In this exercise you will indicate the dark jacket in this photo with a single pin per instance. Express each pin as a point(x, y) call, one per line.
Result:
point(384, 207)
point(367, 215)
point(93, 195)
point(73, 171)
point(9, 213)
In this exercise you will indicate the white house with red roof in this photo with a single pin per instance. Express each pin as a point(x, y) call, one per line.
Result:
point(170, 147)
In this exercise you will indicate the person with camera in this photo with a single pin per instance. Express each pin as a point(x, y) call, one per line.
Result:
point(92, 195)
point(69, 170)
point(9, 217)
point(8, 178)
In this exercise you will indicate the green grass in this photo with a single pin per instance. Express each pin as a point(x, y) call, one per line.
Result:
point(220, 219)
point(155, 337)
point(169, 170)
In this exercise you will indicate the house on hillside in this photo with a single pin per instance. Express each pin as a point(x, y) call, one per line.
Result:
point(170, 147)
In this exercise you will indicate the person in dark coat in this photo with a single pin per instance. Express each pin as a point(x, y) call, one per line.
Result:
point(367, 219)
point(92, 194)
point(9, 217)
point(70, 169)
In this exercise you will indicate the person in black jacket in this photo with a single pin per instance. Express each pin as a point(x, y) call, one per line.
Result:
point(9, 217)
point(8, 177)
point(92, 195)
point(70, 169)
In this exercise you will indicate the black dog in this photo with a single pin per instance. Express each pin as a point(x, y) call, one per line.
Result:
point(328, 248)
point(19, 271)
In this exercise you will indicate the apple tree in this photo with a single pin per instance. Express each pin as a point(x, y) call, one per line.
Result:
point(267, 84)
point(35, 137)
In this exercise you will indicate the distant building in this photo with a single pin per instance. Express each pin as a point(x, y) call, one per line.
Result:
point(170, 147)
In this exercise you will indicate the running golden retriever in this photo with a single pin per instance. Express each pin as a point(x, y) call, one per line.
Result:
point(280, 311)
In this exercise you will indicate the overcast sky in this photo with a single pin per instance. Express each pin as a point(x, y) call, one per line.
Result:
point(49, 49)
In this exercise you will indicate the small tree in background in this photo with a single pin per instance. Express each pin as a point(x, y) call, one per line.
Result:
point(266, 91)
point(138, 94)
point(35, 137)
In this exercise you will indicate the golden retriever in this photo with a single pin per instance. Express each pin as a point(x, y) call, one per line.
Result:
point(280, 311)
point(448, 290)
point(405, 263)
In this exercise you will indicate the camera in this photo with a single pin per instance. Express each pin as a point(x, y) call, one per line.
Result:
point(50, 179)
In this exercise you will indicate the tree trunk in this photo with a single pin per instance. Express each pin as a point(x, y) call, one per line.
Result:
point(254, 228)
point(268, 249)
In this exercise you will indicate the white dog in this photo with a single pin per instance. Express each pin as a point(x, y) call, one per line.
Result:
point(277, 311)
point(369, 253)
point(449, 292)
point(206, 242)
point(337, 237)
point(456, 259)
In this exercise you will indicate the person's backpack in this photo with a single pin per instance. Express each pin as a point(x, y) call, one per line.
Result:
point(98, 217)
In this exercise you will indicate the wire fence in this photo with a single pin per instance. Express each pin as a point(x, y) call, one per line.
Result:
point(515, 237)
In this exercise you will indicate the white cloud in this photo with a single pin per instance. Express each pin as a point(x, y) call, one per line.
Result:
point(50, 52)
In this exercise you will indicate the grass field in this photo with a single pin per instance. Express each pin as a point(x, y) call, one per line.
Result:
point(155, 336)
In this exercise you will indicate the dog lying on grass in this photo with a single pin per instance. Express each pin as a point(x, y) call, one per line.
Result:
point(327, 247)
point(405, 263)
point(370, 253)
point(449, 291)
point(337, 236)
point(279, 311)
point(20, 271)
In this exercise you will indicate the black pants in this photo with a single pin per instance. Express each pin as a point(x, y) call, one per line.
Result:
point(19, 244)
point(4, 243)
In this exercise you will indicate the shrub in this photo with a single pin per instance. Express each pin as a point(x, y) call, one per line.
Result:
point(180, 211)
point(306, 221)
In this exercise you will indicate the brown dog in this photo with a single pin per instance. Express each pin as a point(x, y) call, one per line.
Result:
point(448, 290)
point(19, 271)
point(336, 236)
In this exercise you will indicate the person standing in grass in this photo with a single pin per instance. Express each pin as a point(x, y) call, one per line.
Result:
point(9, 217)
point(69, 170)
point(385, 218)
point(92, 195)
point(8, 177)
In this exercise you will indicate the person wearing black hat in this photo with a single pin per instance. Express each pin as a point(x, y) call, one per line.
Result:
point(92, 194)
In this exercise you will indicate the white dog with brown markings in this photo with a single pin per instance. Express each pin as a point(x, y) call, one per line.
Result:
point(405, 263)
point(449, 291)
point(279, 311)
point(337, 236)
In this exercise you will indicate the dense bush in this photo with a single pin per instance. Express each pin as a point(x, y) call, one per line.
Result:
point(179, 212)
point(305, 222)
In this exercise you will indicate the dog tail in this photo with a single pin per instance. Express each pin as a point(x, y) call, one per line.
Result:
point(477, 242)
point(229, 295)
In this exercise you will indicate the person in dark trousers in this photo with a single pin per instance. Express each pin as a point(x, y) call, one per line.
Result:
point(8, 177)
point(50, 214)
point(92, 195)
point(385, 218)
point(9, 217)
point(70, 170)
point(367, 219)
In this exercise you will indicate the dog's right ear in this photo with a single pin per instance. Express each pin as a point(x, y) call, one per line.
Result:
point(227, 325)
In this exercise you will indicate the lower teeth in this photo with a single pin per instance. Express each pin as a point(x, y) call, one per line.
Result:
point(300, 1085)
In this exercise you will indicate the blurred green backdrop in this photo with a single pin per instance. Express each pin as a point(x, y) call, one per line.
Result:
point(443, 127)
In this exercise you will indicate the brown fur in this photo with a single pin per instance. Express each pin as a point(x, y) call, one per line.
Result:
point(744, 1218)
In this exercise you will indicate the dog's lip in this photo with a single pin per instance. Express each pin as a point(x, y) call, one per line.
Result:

WRITTEN INSTRUCTION:
Copy the lines from the beginning through the one containing "point(9, 213)", swapping "dark jacket" for "dark coat" and leaving everything else unchanged.

TASK ANSWER:
In this exercise you will indicate the dark coat in this photo with a single pin per instance. Express each pin as a point(x, y) call, one per line.
Result:
point(384, 207)
point(367, 215)
point(93, 195)
point(73, 171)
point(9, 213)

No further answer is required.